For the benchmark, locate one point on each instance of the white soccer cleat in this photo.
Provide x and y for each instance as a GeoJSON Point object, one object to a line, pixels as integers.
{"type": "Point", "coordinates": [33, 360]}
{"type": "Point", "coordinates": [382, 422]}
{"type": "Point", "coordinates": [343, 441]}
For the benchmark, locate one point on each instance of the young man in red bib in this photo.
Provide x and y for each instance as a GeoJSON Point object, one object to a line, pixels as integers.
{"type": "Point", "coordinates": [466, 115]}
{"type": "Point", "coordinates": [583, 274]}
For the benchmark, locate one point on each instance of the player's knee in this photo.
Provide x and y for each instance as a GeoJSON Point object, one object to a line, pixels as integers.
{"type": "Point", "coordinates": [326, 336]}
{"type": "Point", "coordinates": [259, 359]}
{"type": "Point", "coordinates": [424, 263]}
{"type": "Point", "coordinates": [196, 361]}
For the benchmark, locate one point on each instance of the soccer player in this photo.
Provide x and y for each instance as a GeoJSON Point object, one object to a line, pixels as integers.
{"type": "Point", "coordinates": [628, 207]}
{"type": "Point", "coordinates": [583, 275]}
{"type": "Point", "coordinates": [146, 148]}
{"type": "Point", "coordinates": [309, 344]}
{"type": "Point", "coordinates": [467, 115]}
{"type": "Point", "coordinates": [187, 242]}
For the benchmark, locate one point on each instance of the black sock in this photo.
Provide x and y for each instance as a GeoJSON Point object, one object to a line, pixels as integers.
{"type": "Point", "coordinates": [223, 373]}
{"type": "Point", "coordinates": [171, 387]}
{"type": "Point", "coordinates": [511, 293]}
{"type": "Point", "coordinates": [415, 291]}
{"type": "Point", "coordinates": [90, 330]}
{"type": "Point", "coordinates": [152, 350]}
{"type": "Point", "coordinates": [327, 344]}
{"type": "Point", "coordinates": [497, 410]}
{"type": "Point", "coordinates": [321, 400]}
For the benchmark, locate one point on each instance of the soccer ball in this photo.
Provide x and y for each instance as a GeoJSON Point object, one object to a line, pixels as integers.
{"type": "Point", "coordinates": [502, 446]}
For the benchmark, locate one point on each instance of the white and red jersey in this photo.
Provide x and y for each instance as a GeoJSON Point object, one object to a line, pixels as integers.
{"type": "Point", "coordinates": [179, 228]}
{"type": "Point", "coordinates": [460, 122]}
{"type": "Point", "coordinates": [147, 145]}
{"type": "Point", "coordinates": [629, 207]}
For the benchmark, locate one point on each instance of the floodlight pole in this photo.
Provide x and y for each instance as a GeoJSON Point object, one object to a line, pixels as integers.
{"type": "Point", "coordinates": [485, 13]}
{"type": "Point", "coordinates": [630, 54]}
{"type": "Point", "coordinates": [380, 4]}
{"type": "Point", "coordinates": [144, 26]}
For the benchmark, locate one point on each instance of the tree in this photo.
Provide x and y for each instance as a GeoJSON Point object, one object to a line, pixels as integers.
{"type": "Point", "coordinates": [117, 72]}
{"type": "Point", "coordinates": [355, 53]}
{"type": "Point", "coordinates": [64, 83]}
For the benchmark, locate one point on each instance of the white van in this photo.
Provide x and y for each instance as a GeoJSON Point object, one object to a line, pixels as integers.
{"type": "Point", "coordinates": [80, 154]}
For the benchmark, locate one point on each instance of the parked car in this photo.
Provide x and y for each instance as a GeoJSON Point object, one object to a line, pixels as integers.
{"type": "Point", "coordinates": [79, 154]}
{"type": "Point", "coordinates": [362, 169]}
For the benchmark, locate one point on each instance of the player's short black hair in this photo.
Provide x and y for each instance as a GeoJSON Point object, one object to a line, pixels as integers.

+++

-- Instructions for the task --
Only the lines from the one containing "pole in this photo." through the end of the material should be reproduced, exactly, with both ends included.

-- The output --
For the benchmark, locate one point on each instance of the floodlight pole in this photo.
Provide x and y for each instance as a GeoJSON Point object, one object to a line, pixels as integers.
{"type": "Point", "coordinates": [485, 13]}
{"type": "Point", "coordinates": [630, 54]}
{"type": "Point", "coordinates": [380, 4]}
{"type": "Point", "coordinates": [144, 26]}
For the benchmark, locate one point on each instance of the tree in this photo.
Provide x and y for each instance as a GeoJSON Point object, one object to a line, pixels as integers.
{"type": "Point", "coordinates": [117, 72]}
{"type": "Point", "coordinates": [355, 53]}
{"type": "Point", "coordinates": [64, 83]}
For the benchmark, locate one point on each instance of the white van in this photo.
Provide x and y for each instance as a GeoJSON Point object, one object to a line, pixels as integers.
{"type": "Point", "coordinates": [80, 154]}
For the benchmark, locate one point on each instance of the parked car in this photo.
Provide x and y for each instance as a GeoJSON Point object, one object to a line, pixels as integers.
{"type": "Point", "coordinates": [79, 154]}
{"type": "Point", "coordinates": [362, 169]}
For the benchmark, locate one point on each instance of the player's short black hair in this photo.
Provide x and y for each instance as a GeoJSON Point object, one object to a line, pixels as integers.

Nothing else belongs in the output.